[begin Given entries]

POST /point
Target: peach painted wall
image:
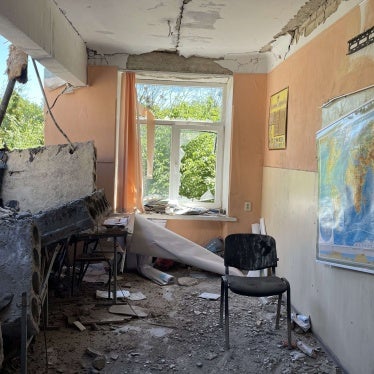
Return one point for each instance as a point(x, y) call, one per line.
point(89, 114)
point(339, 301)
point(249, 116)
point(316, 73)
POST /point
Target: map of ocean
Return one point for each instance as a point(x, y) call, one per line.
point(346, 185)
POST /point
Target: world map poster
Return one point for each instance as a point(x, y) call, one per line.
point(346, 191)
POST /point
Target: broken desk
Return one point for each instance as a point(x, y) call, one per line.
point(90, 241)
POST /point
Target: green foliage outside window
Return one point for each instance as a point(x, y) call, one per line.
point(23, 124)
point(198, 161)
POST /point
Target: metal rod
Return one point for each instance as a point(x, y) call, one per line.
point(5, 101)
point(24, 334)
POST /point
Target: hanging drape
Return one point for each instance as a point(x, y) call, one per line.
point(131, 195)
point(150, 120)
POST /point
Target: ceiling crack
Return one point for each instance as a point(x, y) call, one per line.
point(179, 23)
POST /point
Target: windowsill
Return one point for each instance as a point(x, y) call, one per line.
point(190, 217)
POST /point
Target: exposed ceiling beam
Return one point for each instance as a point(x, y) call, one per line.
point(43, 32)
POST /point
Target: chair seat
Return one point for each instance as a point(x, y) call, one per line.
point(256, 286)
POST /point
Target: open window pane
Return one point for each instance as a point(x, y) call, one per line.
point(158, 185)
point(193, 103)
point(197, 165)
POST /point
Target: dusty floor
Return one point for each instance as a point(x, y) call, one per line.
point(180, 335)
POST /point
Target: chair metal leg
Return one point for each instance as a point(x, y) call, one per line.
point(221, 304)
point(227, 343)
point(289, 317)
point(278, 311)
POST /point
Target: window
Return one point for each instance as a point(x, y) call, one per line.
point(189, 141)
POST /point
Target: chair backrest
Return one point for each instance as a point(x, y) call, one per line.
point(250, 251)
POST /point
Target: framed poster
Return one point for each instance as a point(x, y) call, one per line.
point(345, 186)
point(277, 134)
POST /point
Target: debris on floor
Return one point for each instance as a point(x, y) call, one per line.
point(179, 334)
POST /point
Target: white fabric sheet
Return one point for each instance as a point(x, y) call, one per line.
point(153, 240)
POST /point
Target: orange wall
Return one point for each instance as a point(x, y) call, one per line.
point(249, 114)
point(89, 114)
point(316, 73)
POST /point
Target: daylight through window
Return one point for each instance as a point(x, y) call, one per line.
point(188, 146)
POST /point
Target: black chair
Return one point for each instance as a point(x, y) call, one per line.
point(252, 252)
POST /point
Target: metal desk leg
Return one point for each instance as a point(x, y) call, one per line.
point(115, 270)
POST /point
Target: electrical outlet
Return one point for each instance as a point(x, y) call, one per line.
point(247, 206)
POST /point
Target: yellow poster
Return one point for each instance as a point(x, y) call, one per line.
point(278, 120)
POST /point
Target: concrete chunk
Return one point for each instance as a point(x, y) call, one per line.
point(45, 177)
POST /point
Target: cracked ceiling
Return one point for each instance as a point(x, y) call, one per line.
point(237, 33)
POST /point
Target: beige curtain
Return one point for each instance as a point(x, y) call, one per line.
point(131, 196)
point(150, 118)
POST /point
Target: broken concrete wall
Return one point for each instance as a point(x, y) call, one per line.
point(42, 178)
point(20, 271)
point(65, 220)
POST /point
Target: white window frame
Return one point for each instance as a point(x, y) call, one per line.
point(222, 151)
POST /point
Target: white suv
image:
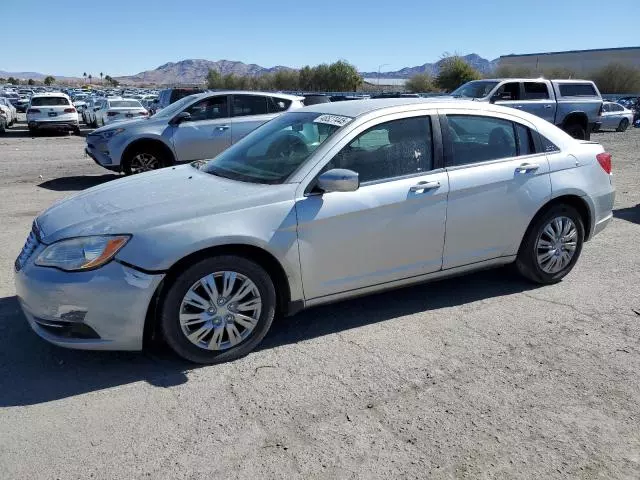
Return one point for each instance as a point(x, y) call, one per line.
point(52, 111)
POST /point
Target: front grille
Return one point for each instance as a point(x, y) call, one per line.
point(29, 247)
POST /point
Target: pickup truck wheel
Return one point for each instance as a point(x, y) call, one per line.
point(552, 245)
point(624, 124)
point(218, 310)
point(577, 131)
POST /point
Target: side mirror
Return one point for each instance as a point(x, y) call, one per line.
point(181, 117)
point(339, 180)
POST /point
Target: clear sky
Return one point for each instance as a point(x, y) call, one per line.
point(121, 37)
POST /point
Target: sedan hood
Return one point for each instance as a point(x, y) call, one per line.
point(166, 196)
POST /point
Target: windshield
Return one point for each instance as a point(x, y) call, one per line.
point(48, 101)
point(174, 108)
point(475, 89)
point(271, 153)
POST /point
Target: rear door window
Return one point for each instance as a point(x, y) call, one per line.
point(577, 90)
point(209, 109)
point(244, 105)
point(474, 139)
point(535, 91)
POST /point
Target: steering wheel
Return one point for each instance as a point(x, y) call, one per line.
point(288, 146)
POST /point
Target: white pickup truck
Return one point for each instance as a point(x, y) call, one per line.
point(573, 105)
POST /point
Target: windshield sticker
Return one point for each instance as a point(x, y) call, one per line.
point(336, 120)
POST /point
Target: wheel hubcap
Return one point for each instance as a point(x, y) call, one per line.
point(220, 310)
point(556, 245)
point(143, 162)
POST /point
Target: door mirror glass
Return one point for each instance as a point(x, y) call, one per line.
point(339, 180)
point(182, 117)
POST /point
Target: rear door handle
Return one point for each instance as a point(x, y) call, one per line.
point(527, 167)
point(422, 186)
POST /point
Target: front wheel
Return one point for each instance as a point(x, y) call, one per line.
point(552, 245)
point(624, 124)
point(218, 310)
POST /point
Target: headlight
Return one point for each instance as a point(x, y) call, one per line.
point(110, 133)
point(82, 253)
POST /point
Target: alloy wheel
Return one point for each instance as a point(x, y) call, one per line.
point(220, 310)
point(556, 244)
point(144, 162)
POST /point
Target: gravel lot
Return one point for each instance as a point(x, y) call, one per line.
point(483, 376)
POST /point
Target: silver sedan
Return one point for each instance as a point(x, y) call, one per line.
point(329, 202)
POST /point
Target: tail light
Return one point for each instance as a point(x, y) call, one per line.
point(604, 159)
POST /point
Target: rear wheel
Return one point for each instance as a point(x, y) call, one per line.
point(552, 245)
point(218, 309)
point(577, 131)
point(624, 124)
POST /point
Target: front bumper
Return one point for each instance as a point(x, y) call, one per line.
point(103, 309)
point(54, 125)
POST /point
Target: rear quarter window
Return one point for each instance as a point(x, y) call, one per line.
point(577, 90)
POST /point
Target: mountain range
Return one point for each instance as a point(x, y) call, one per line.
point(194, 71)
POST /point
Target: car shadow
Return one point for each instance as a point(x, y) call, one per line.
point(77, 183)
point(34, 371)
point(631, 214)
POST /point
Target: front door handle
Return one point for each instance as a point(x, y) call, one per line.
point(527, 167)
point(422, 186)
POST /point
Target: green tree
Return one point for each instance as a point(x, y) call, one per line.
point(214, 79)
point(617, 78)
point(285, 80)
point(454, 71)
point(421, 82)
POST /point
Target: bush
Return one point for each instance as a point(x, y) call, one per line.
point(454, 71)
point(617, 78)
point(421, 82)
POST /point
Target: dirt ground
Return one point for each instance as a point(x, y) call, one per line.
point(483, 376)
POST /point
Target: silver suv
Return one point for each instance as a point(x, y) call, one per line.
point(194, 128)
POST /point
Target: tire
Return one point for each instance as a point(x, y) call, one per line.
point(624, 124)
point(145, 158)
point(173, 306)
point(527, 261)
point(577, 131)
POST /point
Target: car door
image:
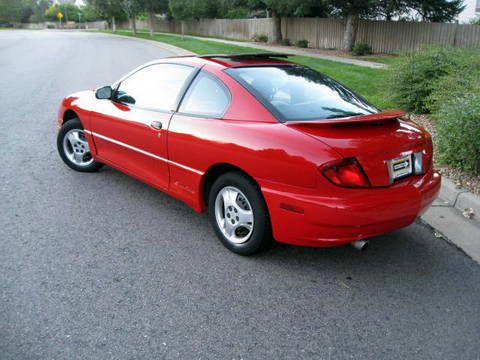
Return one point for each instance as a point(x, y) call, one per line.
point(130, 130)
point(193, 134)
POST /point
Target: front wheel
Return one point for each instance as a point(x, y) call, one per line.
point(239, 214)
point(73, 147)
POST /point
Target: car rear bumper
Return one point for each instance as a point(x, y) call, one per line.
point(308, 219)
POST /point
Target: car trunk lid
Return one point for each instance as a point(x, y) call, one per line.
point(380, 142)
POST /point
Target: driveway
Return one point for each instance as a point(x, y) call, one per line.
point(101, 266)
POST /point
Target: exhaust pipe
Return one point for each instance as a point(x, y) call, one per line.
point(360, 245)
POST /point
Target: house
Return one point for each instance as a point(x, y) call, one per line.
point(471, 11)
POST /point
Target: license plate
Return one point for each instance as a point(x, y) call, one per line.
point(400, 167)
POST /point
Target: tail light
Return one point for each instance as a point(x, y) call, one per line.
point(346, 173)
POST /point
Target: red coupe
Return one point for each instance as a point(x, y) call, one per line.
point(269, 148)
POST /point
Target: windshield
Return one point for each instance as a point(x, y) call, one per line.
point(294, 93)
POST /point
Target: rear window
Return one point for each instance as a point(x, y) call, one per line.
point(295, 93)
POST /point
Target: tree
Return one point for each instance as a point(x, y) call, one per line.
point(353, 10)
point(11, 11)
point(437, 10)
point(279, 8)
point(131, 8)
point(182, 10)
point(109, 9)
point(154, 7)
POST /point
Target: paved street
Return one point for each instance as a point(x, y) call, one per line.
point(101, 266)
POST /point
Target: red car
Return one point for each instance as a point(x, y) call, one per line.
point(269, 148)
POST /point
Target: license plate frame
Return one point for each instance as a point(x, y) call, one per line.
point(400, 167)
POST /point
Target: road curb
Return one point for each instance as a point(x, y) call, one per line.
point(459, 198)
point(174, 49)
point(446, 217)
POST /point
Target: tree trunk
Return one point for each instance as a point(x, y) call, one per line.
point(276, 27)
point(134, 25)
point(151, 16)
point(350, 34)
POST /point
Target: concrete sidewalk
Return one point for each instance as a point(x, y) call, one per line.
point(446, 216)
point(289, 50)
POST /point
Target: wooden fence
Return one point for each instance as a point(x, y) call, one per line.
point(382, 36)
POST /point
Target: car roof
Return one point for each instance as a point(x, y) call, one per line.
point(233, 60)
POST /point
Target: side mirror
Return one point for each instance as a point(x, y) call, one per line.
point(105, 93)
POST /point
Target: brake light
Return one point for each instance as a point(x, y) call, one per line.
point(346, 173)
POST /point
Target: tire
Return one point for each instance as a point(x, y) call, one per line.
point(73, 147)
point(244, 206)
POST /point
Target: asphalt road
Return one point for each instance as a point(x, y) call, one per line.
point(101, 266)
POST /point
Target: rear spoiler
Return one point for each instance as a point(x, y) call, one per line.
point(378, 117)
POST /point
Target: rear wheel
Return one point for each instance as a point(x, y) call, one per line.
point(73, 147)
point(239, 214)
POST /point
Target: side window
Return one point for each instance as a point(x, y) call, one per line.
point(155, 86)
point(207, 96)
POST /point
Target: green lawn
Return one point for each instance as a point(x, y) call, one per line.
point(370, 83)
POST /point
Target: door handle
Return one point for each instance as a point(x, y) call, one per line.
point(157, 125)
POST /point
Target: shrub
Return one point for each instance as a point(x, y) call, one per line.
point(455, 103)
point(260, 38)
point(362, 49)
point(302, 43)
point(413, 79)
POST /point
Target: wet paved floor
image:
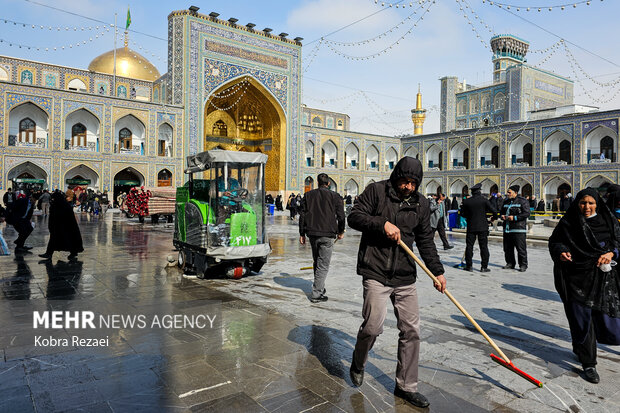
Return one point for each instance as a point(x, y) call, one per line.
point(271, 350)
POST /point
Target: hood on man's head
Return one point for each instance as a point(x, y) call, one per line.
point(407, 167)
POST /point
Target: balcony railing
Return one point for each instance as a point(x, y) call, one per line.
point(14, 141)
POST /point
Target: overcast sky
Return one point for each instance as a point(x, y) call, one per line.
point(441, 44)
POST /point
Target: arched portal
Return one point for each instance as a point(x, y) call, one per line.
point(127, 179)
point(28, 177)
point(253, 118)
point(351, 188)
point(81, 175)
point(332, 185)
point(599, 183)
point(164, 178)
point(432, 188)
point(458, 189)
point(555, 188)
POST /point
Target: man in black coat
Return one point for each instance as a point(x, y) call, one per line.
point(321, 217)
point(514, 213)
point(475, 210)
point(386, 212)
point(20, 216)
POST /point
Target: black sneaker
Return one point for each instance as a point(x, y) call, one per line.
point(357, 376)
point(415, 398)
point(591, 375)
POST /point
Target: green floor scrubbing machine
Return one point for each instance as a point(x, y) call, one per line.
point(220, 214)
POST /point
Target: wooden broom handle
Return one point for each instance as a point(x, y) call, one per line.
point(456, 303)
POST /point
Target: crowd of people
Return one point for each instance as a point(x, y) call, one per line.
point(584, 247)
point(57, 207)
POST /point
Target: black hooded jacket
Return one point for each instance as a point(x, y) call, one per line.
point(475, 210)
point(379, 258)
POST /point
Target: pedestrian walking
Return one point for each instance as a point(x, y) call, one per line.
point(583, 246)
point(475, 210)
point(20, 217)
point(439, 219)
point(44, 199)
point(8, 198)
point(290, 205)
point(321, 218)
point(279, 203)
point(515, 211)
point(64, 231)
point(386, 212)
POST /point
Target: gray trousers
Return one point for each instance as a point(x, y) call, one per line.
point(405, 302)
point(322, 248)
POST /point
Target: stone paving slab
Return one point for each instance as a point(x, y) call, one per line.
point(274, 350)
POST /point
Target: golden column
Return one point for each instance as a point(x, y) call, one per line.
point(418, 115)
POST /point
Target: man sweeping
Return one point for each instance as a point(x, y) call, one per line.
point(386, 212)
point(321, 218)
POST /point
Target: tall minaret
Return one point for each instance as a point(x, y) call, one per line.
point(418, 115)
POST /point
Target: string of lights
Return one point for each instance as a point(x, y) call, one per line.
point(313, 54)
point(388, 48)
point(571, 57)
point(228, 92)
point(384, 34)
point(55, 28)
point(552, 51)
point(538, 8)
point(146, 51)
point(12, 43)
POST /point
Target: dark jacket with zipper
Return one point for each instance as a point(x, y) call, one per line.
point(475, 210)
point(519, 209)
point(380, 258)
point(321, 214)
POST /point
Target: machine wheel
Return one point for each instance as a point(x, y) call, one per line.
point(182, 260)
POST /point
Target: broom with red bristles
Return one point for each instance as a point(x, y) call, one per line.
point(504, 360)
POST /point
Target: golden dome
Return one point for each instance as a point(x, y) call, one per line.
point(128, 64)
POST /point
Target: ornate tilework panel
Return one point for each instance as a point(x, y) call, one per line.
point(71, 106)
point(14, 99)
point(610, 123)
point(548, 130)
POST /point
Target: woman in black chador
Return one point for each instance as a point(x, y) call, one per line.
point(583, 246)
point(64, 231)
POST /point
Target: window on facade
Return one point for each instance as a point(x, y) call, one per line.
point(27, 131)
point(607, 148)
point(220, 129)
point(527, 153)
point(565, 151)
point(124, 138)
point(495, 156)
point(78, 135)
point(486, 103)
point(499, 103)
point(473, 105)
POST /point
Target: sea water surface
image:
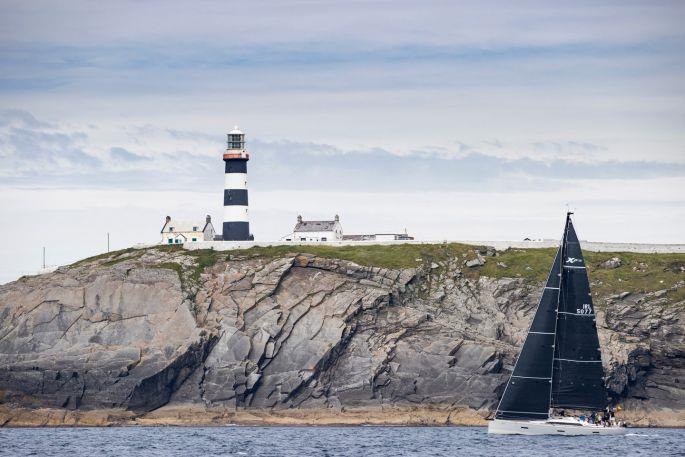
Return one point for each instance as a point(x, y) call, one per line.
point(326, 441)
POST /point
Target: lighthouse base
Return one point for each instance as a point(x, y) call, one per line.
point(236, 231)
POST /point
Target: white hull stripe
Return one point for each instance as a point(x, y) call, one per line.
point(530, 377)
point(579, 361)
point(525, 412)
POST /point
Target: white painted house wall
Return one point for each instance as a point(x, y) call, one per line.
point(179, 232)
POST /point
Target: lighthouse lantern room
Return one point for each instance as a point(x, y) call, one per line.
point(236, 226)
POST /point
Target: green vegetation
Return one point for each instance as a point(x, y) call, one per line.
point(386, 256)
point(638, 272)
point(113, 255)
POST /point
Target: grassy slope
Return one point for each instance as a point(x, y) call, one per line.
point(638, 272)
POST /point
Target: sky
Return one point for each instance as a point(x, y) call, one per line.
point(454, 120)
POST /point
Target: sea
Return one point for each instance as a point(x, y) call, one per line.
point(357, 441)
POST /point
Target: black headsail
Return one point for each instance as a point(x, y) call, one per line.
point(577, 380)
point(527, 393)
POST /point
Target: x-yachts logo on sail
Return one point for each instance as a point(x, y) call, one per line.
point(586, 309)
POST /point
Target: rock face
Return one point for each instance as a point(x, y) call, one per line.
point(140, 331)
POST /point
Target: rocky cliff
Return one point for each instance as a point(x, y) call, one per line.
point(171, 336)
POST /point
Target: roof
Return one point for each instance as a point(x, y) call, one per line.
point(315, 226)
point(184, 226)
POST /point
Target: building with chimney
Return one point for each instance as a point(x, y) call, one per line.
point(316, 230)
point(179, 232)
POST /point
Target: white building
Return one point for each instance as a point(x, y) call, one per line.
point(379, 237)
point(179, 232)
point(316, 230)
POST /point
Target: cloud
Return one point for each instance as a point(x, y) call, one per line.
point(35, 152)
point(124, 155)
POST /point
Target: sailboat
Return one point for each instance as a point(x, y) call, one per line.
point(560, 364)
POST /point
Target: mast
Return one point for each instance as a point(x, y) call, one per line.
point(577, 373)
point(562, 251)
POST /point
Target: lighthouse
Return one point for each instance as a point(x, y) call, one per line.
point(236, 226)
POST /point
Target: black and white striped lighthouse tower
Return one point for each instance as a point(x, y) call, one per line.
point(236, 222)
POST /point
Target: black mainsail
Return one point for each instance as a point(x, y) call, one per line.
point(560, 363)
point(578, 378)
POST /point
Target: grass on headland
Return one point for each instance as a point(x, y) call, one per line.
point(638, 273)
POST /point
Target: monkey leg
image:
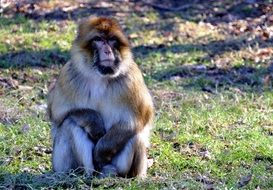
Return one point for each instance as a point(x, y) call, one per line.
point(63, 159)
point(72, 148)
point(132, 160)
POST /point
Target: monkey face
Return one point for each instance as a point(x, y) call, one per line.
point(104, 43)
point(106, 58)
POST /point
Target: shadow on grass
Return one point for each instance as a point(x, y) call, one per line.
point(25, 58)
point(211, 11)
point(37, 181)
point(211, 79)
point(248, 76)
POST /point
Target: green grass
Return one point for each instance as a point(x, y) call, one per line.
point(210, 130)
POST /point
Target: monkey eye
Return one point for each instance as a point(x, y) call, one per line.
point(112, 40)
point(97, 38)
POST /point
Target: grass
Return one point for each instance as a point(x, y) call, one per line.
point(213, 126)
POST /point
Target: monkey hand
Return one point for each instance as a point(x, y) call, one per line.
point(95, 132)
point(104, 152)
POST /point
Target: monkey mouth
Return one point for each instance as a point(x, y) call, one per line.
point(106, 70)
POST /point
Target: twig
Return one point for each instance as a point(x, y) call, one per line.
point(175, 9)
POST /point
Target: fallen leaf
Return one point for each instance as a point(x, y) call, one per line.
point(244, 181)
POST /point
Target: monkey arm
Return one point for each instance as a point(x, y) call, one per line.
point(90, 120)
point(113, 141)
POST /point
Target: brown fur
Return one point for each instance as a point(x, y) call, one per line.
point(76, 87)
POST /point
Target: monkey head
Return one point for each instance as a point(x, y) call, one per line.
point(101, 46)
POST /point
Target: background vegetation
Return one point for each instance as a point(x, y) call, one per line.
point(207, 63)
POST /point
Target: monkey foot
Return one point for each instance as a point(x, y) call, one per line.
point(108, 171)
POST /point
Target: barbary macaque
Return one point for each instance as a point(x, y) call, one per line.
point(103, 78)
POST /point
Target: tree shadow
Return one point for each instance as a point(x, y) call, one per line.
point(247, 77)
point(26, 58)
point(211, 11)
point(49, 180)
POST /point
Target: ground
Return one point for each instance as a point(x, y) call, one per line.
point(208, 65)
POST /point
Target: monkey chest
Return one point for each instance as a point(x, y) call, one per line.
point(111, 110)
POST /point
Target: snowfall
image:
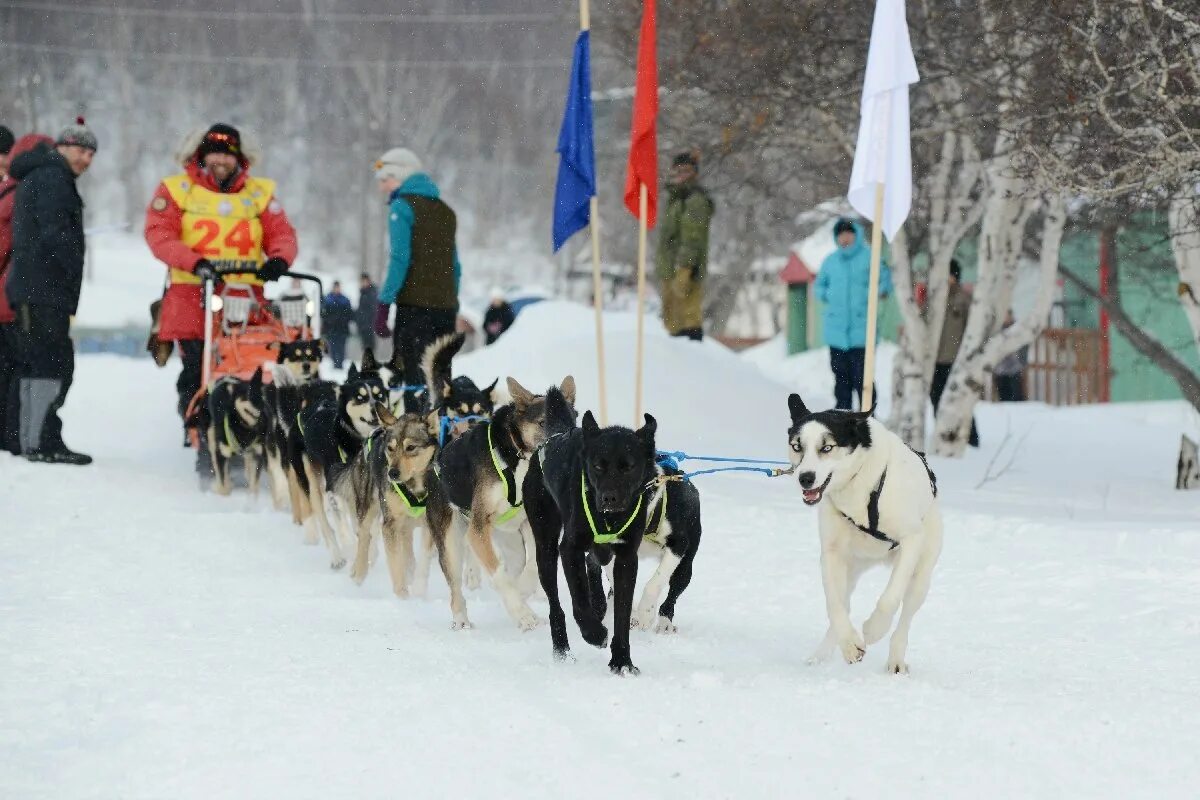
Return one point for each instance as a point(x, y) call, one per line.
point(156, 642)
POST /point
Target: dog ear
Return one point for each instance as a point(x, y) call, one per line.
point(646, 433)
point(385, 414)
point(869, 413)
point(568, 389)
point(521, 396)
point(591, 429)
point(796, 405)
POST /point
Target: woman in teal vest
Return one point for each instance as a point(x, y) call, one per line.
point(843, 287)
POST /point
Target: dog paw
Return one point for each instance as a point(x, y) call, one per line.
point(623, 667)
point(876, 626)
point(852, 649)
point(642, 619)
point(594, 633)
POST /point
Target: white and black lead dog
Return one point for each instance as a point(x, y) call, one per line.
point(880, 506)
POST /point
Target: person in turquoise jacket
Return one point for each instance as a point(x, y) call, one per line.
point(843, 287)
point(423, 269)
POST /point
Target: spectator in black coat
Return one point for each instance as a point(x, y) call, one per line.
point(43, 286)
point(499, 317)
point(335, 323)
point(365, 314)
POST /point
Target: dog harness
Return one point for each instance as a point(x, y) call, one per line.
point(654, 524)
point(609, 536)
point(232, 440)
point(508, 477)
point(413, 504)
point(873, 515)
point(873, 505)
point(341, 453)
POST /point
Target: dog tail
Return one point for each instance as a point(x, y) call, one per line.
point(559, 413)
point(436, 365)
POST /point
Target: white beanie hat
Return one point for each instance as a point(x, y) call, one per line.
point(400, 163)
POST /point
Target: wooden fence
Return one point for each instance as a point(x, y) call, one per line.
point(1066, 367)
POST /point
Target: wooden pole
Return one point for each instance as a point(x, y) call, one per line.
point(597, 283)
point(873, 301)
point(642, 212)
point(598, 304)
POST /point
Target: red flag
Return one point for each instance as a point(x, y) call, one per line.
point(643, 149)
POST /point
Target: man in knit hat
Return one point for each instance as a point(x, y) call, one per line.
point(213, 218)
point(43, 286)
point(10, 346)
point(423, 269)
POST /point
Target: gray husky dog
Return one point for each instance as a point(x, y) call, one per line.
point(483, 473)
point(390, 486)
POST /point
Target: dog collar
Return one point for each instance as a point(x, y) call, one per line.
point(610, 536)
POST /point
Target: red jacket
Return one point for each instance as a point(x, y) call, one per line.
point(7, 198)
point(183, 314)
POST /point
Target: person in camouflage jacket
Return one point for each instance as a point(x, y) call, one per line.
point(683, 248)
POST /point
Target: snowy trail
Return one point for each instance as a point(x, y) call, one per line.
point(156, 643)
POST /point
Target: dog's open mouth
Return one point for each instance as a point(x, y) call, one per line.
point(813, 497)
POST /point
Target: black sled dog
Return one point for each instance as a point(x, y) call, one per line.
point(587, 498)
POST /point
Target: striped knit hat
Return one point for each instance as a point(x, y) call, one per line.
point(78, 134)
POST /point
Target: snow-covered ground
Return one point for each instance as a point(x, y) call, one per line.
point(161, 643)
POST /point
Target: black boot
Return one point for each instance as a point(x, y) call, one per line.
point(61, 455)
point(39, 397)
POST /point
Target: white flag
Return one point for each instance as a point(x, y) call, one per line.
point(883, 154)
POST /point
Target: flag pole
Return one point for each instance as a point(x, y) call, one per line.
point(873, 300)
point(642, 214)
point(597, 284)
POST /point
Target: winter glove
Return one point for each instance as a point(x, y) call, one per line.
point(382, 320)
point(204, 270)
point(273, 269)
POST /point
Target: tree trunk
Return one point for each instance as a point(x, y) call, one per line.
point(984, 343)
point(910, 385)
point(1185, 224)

[end Given entries]

What is being asked:
Scale the lines starting with the first one and going on through the line containing "point(90, 241)", multiplying every point coordinate in the answers by 2.3 and rounding to whole numbers, with halves rounded up. Write those lines out again with the requests included and the pictures left out.

Answer in full:
POST /point
Target: peach painted wall
image:
Return one point for each instance as a point(x, y) call, one per line.
point(205, 262)
point(780, 692)
point(573, 267)
point(727, 168)
POST /point
Target: map of ocean
Return one point for each instance as a point(x, y) call, one per line.
point(796, 426)
POST /point
Target: world map poster
Return one point for each instance as a point(x, y) call, one per line.
point(796, 439)
POST /point
Target: broken desk
Return one point for each instance as a point(x, y) call, one per line.
point(207, 554)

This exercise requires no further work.